- Task to carry out: Please state why the text on calculating Easter calls Gauss's earlier epact formula inaccurate.

- Page extract:
----

M={(c - 15 - a) / 3}_w.
By the substitution of these values of J, S and M, the equation of the epact becomes
E = ((N + 10(N - 1)) / 30)_r - (c - 16) + ((c - 16) / 4)_w + ((c - 15 - a) / 3)_w.
It may be remarked, that as a = ((c - 17) / 25)_w, the value of a will be 0 till c - 17 = 25 or c = 42; therefore, till the year 4200, a may be neglected in the computation. Had the anticipation of the new moons been taken, as it ought to have been, at one day in 308 years instead of 3121/2, the lunar equation would have occurred only twelve times in 3700 years, or eleven times successively at the end of 300 years, and then at the end of 400. In strict accuracy, therefore, a ought to have no value till c - 17 = 37, or c = 54, that is to say, till the year 5400. The above formula for the epact is given by Delambre (_Hist. de l'astronomie moderne,_ t. i. p. 9); it may be exhibited under a variety of forms, but the above is perhaps the best adapted for calculation. Another had previously been given by Gauss, but inaccurately, inasmuch as the correction depending on ''a'' was omitted.
Having determined the epact of the year, it only remains to find Easter Sunday from the conditions already laid down. Let
P = the number of days from the 21st of March to the 15th of the paschal moon, which is the first day on which Easter Sunday can fall;
p = the number of days from the 21st of March to Easter Sunday;
L = the number of the dominical letter of the year;
l = letter belonging to the day on which the 15th of the moon falls:
then, since Easter is the Sunday following the 14th of the moon, we have
p = P + (L - l),
which is commonly called the number of direction.
The value of L is always given by the formula for the dominical letter, and P and l are easily deduced from the epact, as will appear from the following considerations.
When P = 1 the full moon is on the 21st of March, and the new moon on the 8th (21 - 13 = 8), therefore the moon's age on the 1st of March (which is the same as on the 1st of January) is twenty-three days; the epact of the year is consequently twenty-three. When P = 2 the new moon falls on the ninth, and the epact is consequently twenty-two; and, in general, when P becomes 1 + x, E becomes 23 - x, therefore P + E = 1 + x + 23 - x = 24, and P = 24 - E. In like manner, when P = 1, l = D = 4; for D is the dominical letter of the calendar belonging to the 22nd of March. But it is evident that when l is increased by unity, that is to say, when the full moon falls a day later, the epact of the year is diminished by unity; therefore, in general, when l = 4 + x, E = 23 - x, whence, l + E = 27 and l = 27 - E. But P can never be less than 1 nor l less than 4, and in both cases E = 23. When, therefore, E is greater than 23, we must add 30 in order that P and l may have positive values in the formula P = 24 - E and l = 27 - E. Hence there are two cases.
When E < 24, P = 24 - E; l = 27 - E, or ((27 - E) / 7)r, When E > 23, P = 54 - E; l = 57 - E, or ((57 - E) / 7)r.
By substituting one or other of these values of P and l, according as the case may be, in the formula p = P + (L - l), we shall have p, or the number of days from the 21st of March to Easter Sunday. It will be remarked, that as L - l cannot either be 0 or negative, we must add 7 to L as often as may be necessary, in order that L - l may be a positive whole number.

----

- Raw data:
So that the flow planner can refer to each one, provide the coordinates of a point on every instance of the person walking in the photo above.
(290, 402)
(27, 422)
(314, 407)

----

- Exercise output: It omitted the correction depending on a.